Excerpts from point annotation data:
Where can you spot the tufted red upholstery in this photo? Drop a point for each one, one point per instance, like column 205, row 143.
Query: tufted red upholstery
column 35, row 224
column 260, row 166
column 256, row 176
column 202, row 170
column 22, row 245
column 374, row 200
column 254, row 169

The exercise:
Can you convert the items, from the first line through the line containing "column 22, row 245", into a JSON list of strings, one string per line and no blank lines?

Response to the task:
[
  "Where can you spot the tufted red upholstery in this photo? Drop a point for each one, one point per instance, like column 205, row 143.",
  "Query: tufted red upholstery",
  "column 35, row 224",
  "column 260, row 166",
  "column 256, row 176",
  "column 202, row 170",
  "column 22, row 245"
]